Google agreed to destroy billions of data records to settle a lawsuit claiming it secretly tracked the internet use of people who thought they were browsing privately.
Terms of the settlement were filed on Monday in the Oakland, California, federal court, and require approval by US district judge Yvonne Gonzalez Rogers.
Lawyers for the plaintiffs valued the accord at more than $5 billion, and as high as $7.8 billion. Though users will not receive damages, they may still sue individually for damages.
The class action began in 2020, covering millions of Google users who used private browsing since June 1, 2016.
Users alleged that Google’s analytics, cookies and apps let the Alphabet unit improperly track people who set Google’s Chrome browser to “Incognito” mode and other browsers to “private” browsing mode.
They said this turned Google into an “unaccountable trove of information” by letting it learn about their friends, favourite foods, hobbies, shopping habits, and the “most intimate and potentially embarrassing things” they hunt for online.

Exercise brief
Copy out the Google settlement text in full, word for word. The lines that come next have no connection to the Google settlement text.

Given data
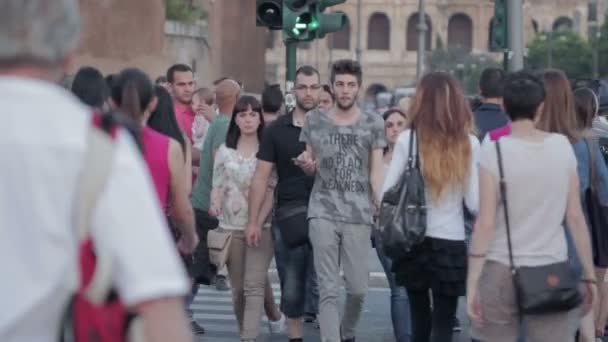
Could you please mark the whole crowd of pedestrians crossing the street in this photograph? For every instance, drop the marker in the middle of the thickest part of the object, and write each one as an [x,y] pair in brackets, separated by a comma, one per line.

Exercise result
Google agreed to destroy billions of data records to settle a lawsuit claiming it secretly tracked the internet use of people who thought they were browsing privately.
Terms of the settlement were filed on Monday in the Oakland, California, federal court, and require approval by US district judge Yvonne Gonzalez Rogers.
Lawyers for the plaintiffs valued the accord at more than $5 billion, and as high as $7.8 billion. Though users will not receive damages, they may still sue individually for damages.
The class action began in 2020, covering millions of Google users who used private browsing since June 1, 2016.
Users alleged that Google’s analytics, cookies and apps let the Alphabet unit improperly track people who set Google’s Chrome browser to “Incognito” mode and other browsers to “private” browsing mode.
They said this turned Google into an “unaccountable trove of information” by letting it learn about their friends, favourite foods, hobbies, shopping habits, and the “most intimate and potentially embarrassing things” they hunt for online.